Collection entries
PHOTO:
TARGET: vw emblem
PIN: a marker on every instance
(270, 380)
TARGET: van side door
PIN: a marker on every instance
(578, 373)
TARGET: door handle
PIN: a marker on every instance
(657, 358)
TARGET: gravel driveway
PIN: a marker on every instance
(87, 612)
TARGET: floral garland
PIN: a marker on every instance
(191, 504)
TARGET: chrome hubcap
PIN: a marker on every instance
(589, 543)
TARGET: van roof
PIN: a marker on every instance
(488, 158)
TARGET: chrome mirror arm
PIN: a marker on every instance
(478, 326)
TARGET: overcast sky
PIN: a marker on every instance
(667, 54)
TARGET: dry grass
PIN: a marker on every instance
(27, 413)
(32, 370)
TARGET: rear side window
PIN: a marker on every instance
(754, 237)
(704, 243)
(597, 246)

==

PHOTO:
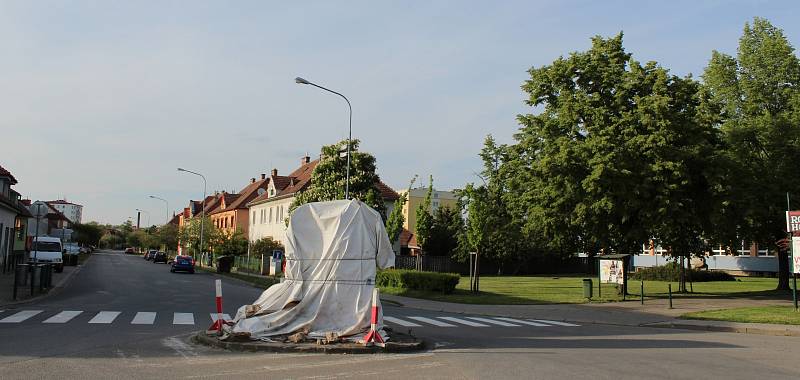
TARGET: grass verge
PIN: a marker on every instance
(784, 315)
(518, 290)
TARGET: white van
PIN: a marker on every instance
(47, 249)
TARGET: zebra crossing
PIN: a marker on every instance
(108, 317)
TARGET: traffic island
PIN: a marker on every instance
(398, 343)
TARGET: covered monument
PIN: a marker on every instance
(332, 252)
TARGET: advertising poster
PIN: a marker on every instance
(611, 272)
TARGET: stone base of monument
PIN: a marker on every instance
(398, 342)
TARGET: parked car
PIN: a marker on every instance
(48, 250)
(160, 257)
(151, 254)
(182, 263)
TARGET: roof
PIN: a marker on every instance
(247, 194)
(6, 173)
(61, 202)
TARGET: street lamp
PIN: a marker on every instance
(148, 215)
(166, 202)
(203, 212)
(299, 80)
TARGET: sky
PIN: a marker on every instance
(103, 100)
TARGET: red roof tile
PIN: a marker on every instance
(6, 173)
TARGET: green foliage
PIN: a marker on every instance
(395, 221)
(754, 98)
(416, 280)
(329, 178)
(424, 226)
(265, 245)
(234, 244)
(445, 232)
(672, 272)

EXERCISE PROMPT: Return all lines in the data that include the word "side".

COMPLETED EXERCISE:
TARGET: van side door
TARGET: rear side window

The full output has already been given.